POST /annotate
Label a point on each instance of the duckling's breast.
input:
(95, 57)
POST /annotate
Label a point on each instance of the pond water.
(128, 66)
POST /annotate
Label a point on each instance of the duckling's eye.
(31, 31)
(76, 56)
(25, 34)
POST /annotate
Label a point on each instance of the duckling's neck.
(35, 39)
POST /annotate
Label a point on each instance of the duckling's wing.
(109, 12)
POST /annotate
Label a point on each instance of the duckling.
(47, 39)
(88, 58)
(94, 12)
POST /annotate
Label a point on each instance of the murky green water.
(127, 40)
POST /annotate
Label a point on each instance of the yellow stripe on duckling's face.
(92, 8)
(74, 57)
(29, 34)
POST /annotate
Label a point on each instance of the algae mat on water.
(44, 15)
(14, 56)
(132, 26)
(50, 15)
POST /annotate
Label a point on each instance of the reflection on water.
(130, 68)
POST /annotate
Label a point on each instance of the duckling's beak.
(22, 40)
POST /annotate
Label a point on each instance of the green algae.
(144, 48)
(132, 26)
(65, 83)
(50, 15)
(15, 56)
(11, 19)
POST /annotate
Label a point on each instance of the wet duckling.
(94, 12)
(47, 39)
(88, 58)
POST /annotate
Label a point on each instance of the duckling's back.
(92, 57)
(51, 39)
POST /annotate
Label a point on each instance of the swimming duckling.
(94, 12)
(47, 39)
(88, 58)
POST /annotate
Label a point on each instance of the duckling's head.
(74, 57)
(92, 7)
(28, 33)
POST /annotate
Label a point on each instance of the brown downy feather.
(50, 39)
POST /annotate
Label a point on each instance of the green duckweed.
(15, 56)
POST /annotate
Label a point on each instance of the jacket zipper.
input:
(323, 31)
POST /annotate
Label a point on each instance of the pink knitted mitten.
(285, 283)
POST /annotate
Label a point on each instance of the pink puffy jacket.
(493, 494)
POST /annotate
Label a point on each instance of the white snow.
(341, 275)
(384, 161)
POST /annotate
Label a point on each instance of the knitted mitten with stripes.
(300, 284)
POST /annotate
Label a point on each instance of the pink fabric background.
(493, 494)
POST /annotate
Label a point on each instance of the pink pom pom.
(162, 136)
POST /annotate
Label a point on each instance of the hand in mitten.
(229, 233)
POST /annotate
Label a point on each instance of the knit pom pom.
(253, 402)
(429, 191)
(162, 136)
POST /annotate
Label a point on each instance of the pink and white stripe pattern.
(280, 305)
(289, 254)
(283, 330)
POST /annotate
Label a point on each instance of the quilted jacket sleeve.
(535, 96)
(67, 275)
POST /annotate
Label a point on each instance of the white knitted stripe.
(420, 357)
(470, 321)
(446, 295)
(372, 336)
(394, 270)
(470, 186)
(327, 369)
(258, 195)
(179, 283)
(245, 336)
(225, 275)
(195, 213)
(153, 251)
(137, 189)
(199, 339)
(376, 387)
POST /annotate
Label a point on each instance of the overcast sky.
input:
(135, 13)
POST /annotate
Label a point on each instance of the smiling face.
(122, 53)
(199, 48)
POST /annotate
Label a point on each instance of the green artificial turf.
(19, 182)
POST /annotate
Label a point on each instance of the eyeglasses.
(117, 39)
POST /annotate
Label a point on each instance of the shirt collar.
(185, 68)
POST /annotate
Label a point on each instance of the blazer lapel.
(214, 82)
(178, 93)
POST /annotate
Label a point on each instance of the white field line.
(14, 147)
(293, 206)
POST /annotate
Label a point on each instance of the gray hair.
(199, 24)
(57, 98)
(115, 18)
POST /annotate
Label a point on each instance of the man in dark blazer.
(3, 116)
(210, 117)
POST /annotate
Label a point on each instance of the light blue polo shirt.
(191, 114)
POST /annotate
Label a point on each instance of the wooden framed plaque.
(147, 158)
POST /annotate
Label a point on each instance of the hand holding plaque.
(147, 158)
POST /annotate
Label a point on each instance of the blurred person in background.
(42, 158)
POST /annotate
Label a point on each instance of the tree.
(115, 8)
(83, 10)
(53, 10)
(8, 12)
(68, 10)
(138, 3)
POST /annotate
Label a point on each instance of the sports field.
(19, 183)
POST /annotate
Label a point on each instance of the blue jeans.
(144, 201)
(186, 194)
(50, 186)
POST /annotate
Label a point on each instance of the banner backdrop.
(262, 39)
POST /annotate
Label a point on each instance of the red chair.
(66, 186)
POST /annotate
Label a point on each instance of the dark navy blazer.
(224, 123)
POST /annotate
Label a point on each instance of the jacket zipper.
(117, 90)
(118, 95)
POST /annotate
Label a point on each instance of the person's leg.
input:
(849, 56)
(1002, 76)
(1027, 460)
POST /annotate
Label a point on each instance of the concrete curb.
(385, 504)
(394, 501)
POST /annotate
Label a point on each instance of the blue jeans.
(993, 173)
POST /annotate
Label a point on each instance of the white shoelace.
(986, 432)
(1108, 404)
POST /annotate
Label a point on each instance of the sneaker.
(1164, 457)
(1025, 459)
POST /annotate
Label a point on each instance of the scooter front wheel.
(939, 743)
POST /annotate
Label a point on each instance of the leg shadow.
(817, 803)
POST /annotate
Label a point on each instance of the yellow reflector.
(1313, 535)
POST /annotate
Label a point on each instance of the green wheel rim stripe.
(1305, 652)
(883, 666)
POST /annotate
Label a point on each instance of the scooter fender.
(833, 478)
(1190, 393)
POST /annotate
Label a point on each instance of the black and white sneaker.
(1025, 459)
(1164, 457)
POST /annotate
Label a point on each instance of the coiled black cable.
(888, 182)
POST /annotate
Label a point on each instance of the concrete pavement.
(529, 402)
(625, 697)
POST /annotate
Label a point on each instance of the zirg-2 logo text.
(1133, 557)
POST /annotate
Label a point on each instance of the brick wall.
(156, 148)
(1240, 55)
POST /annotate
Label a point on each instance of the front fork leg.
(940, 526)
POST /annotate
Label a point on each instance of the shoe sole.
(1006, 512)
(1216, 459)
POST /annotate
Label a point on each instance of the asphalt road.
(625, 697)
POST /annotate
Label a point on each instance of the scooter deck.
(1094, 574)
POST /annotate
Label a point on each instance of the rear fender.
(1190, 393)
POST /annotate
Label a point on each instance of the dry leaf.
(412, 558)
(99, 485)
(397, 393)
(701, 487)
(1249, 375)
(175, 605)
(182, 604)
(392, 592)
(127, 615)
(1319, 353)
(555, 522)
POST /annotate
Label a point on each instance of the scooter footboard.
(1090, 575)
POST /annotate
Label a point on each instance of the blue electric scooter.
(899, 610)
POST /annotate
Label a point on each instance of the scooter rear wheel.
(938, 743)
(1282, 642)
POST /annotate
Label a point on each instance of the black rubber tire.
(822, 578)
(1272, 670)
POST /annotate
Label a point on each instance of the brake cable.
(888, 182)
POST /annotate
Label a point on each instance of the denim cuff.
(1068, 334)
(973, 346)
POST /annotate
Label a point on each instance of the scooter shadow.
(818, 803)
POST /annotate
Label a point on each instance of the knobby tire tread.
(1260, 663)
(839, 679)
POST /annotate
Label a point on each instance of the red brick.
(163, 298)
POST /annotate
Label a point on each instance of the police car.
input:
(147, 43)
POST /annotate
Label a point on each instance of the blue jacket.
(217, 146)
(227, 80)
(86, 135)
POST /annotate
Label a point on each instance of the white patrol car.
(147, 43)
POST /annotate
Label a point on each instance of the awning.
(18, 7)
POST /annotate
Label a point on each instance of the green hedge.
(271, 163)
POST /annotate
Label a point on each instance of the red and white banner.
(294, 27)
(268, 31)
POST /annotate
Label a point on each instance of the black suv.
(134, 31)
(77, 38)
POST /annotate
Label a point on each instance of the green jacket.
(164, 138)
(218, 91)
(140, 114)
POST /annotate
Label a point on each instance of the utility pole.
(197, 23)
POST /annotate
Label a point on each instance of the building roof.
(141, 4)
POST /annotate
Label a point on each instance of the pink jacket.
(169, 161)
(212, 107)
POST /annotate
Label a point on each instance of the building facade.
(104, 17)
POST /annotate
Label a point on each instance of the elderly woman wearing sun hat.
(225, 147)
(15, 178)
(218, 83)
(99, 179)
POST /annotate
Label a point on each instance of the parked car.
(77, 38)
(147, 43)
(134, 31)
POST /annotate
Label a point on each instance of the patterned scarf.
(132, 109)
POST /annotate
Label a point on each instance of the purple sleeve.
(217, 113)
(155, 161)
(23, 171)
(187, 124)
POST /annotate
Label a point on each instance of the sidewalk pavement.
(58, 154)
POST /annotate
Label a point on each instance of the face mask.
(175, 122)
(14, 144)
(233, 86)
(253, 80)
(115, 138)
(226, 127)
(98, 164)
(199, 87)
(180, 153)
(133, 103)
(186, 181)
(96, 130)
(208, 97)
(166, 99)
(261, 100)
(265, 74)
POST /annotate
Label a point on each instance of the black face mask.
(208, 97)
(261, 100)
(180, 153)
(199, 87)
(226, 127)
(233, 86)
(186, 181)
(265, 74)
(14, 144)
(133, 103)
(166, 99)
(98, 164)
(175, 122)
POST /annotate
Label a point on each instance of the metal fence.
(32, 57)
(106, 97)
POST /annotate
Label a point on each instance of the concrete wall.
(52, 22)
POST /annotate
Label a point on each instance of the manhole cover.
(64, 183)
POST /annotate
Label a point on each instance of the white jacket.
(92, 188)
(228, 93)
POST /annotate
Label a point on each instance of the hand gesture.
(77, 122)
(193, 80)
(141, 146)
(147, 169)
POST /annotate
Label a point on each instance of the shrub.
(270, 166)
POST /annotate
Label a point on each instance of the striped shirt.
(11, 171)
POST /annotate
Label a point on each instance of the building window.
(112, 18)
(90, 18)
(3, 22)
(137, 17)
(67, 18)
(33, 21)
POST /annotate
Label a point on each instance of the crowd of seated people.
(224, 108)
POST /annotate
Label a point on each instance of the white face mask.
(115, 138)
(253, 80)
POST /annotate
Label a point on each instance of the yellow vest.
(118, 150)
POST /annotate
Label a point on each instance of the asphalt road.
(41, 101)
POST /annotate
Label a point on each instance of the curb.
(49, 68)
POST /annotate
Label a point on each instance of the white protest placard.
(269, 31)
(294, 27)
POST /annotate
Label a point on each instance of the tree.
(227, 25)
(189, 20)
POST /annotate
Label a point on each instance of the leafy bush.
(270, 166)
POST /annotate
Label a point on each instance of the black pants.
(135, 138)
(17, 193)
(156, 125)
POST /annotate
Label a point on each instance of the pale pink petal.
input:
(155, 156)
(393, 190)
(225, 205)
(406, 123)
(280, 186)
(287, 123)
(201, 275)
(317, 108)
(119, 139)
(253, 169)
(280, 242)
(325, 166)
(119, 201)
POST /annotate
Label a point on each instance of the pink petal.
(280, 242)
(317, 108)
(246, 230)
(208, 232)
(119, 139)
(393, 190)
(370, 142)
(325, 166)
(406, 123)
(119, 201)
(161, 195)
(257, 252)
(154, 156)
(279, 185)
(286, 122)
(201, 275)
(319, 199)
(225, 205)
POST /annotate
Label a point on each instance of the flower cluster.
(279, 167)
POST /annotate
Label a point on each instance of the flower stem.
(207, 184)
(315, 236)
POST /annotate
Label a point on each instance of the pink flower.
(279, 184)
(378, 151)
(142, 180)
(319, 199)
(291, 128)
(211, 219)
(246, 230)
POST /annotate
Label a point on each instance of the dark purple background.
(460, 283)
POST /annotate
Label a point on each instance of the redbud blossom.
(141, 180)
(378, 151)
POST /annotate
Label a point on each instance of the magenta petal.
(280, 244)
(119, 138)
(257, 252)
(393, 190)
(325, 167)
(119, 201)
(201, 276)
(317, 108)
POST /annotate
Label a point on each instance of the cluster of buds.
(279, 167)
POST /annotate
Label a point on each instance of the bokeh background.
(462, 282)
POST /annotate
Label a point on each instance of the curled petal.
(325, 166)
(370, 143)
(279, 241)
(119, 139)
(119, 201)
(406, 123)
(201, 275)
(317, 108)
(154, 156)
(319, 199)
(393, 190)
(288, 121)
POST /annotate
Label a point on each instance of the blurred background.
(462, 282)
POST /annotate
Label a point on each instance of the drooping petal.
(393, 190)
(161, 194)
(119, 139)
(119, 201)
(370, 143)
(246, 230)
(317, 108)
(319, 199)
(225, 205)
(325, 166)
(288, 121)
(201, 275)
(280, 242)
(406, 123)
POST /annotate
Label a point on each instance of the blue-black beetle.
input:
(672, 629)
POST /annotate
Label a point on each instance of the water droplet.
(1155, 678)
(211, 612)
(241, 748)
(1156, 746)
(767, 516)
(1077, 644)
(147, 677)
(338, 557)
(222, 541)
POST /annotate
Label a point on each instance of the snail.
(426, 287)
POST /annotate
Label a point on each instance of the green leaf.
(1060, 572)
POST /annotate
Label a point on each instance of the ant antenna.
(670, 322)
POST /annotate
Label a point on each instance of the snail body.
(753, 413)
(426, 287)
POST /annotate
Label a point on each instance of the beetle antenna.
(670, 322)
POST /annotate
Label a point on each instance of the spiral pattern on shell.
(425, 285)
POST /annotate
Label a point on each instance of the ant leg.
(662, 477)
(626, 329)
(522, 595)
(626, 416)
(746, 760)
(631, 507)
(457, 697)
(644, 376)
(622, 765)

:::

Count the lines in the listing that contain the string "beetle", treating uppercase and lowercase as different, and give only that number.

2